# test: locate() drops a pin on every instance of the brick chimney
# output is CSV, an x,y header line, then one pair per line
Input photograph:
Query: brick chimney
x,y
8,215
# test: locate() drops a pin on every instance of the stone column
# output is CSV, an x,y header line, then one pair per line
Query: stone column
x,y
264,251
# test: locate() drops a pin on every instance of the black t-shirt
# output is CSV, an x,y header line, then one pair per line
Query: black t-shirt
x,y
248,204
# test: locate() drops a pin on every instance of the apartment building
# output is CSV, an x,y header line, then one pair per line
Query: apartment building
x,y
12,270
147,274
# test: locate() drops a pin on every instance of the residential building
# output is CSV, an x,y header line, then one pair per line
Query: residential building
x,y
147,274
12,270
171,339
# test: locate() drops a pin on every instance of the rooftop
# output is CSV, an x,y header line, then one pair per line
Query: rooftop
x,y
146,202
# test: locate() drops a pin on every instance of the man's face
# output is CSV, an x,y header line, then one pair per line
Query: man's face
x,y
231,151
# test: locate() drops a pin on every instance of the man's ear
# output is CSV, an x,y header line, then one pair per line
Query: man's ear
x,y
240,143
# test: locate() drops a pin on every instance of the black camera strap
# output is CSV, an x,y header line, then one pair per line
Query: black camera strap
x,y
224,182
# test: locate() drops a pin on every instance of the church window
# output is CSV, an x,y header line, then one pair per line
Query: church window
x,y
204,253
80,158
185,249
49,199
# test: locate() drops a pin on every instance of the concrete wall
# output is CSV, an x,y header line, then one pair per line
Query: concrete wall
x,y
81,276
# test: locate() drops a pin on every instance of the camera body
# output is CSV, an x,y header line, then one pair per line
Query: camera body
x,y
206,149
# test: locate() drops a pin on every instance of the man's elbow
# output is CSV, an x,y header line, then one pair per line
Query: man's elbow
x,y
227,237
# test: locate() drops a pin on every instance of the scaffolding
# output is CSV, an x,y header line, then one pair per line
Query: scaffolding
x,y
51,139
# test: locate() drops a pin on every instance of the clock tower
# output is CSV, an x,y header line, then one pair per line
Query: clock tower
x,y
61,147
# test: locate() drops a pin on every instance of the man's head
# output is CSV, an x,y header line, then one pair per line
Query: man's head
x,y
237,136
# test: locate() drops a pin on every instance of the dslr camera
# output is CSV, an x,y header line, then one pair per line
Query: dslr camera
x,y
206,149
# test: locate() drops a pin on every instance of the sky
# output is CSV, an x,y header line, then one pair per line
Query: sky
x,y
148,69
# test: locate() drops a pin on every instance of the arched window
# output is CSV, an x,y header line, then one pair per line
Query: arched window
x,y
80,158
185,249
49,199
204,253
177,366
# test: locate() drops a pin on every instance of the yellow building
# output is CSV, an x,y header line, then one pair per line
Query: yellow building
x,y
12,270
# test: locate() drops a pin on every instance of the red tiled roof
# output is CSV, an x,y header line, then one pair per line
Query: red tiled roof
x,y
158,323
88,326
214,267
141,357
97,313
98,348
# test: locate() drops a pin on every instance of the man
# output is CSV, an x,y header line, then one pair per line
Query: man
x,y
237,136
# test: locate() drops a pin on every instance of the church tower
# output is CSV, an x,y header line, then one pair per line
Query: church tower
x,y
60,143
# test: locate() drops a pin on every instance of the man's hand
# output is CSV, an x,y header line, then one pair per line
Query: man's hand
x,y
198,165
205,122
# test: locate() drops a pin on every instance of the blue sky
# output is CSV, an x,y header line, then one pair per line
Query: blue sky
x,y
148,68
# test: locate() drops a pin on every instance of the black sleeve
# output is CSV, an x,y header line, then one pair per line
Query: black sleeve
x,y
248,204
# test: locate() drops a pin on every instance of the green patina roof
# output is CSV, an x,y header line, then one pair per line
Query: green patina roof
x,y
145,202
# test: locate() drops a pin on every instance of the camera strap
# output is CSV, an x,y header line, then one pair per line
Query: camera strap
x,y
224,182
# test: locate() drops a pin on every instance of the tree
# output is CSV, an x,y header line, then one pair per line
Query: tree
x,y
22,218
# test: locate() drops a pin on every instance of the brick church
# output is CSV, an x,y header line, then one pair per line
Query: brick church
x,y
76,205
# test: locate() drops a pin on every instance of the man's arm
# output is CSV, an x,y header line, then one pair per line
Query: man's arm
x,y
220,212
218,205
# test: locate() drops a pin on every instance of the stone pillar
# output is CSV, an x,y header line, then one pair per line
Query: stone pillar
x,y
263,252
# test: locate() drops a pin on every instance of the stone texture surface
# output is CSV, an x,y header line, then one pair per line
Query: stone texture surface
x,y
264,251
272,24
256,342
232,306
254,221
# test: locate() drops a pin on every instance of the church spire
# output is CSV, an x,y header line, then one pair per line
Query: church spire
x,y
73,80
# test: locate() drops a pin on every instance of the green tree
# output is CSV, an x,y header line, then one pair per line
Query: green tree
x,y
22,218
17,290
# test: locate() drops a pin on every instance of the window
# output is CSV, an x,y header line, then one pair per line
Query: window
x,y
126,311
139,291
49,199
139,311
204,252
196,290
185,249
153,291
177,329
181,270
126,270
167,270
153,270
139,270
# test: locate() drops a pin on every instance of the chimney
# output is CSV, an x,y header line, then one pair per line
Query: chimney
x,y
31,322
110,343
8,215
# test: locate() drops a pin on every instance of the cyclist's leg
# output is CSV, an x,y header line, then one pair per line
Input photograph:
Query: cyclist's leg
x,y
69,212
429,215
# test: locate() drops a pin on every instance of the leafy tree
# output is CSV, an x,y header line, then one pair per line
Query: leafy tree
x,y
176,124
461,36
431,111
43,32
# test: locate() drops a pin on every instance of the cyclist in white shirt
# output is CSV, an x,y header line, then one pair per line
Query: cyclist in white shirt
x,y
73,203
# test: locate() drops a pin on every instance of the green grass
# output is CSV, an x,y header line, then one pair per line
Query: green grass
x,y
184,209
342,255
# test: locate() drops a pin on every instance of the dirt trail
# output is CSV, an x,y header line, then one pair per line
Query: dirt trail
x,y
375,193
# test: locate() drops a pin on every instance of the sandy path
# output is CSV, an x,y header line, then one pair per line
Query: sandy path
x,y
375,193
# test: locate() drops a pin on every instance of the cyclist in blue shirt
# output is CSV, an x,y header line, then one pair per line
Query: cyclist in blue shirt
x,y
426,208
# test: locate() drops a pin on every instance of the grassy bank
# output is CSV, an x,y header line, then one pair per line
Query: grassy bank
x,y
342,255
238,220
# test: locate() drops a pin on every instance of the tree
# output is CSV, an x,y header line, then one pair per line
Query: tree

**********

Exercise brief: From top to bottom, reproduce the material exactly.

Solved problem:
# test: locate() drops a pin on every instance of the brick chimney
# output is CSV, an x,y header line, then one pair per line
Input photograph:
Query: brick chimney
x,y
8,215
# test: locate() drops a pin on every instance of the stone column
# output is CSV, an x,y header line, then one pair per line
Query: stone column
x,y
264,251
# test: locate() drops a pin on every instance of the black t-shirt
# output is CSV, an x,y header line, then one pair per line
Query: black t-shirt
x,y
248,204
# test: locate() drops a pin on every instance of the apartment building
# output is CSV, an x,y header line, then one pair per line
Query: apartment building
x,y
12,270
147,274
# test: locate() drops a pin on every instance of the residential building
# output is CSV, an x,y header line, then one pair per line
Query: residential building
x,y
147,274
12,270
171,339
# test: locate() drops a pin on every instance of the rooftop
# output is CSV, an x,y header line, then one pair per line
Query: rooftop
x,y
146,202
# test: locate() drops a pin on every instance of the man's face
# output is CSV, an x,y header line, then one pair per line
Query: man's face
x,y
231,151
# test: locate() drops a pin on every instance of the man's ear
# output is CSV, an x,y header line, then one pair per line
Query: man's ear
x,y
240,143
# test: locate() drops a pin on every instance of the black camera strap
# output is CSV, an x,y header line, then one pair per line
Query: black camera strap
x,y
224,182
# test: locate() drops a pin on every instance of the church window
# output is CSV, an x,y header line, then one pair per line
Query: church window
x,y
204,253
80,158
185,249
49,199
# test: locate() drops a pin on every instance of the concrete wall
# output is CSV, an x,y header line, then one pair per line
Query: concrete wall
x,y
81,276
# test: locate() drops a pin on every instance of the camera body
# output is CSV, an x,y header line, then one pair per line
Query: camera body
x,y
206,149
# test: locate() drops a pin on every instance of the man's elbow
# output is CSV, an x,y header line, then one pair per line
Query: man's elbow
x,y
227,237
# test: locate() drops a pin on every instance of the scaffolding
# output is CSV, an x,y header line, then one pair per line
Query: scaffolding
x,y
51,139
# test: locate() drops a pin on every instance of the clock tower
# output is CSV, an x,y header line, then one pair per line
Query: clock tower
x,y
61,147
# test: locate() drops a pin on every instance of the man's head
# output is CSV, an x,y header line, then one pair per line
Query: man's head
x,y
237,136
# test: locate() drops a pin on every instance of the dslr camera
# output is CSV, an x,y header line, then one pair per line
Query: dslr camera
x,y
206,149
# test: locate() drops a pin on every instance of the sky
# output is CSV, an x,y header line, then one pair per line
Query: sky
x,y
148,69
# test: locate() drops a pin on every instance of the arched window
# output is CSV, an x,y header line, then one pair per line
Query: arched window
x,y
80,158
185,249
49,199
204,253
177,366
# test: locate() drops a pin on every instance of the yellow building
# output is CSV, an x,y header line, then one pair per line
Query: yellow building
x,y
12,270
# test: locate() drops a pin on every instance of the red tiled roof
# output is CSV, an x,y header line, then one pair per line
Query: red tiled roof
x,y
158,323
88,326
214,267
141,357
97,313
98,348
# test: locate() drops a pin on every instance of the man
# output is CSV, an x,y header line, then one pair per line
Query: man
x,y
237,136
# test: locate() drops a pin on every instance of the church tower
# output is CSV, an x,y header line, then one pair per line
Query: church tower
x,y
60,143
# test: locate() drops a pin on every instance of the man's hand
# output is CSV, an x,y header line, then one pair per line
Query: man's hand
x,y
198,165
205,122
# test: locate() drops a pin on every instance of the blue sky
# output is CSV, an x,y header line, then one pair per line
Query: blue sky
x,y
148,68
# test: locate() drops a pin on every instance of the black sleeve
# output is CSV, an x,y header line, then one pair per line
Query: black sleeve
x,y
248,204
# test: locate() drops a pin on every instance of the green patina roof
# output is CSV, an x,y header line, then one pair per line
Query: green patina roof
x,y
145,202
# test: locate() drops a pin on every instance of the camera strap
# output is CSV, an x,y header line, then one pair per line
Query: camera strap
x,y
224,182
# test: locate() drops a pin on every instance of the tree
# output is CSV, an x,y header line, then one pair per line
Query: tree
x,y
22,218
# test: locate() drops a pin on every instance of the brick church
# output is CSV, an x,y header line, then one pair per line
Query: brick church
x,y
76,205
# test: locate() drops a pin on every instance of the man's arm
# output is CSV, an x,y header line, then one pair per line
Query: man's arm
x,y
220,212
218,205
# test: locate() drops a pin on every instance of the stone pillar
# output is CSV, an x,y header line, then one pair per line
Query: stone pillar
x,y
263,252
# test: locate() drops a pin on every instance of the stone texture surface
# output is CSV, an x,y header line, then one pair per line
Query: stone texture surface
x,y
264,251
272,24
256,342
232,306
254,221
# test: locate() drops a pin on every instance of the church spire
# output is CSV, an x,y header line, then one pair per line
Query: church spire
x,y
73,80
# test: locate() drops a pin on every instance of the green tree
# output is CSV, an x,y header line, then one pair per line
Query: green tree
x,y
22,218
17,290
# test: locate() drops a pin on every instance of the window
# output is CSV, an x,y header line, then one pair per line
Query: window
x,y
126,311
139,291
49,199
139,311
204,252
196,290
185,249
153,291
177,329
181,270
126,270
167,270
153,270
139,270
# test: locate() drops a pin on every instance of the chimney
# output is CSV, an x,y header line, then one pair per line
Query: chimney
x,y
31,322
110,343
8,215
# test: locate() drops a pin on every instance of the cyclist's leg
# output is CSV, an x,y header line, then one pair per line
Input photograph:
Query: cyclist's leg
x,y
69,212
429,215
# test: locate() drops a pin on every instance of the leafy tree
# output is CSV, an x,y header line, then one pair per line
Query: leafy tree
x,y
176,124
461,36
431,111
43,32
# test: locate() drops a pin on every instance of the cyclist in white shirt
# output is CSV, an x,y header line, then one pair per line
Query: cyclist in white shirt
x,y
73,203
# test: locate() drops a pin on every instance of the green grass
# output is CSV, an x,y header line, then one pair per line
Query: green grass
x,y
184,209
342,255
# test: locate() drops a pin on every instance of the dirt trail
# output is CSV, an x,y header line, then one pair per line
Query: dirt trail
x,y
375,193
# test: locate() drops a pin on every instance of the sandy path
# output is CSV, an x,y header line, then one pair per line
Query: sandy path
x,y
375,193
# test: locate() drops a pin on every instance of the cyclist in blue shirt
# output is CSV, an x,y header line, then one pair per line
Query: cyclist in blue shirt
x,y
426,208
# test: locate() drops a pin on every instance of the grassy bank
# output is CSV, an x,y header line, then one pair per line
Query: grassy bank
x,y
342,255
238,220
# test: locate() drops a pin on every instance of the tree
# output is CSV, an x,y header line, then one pair per line
Query: tree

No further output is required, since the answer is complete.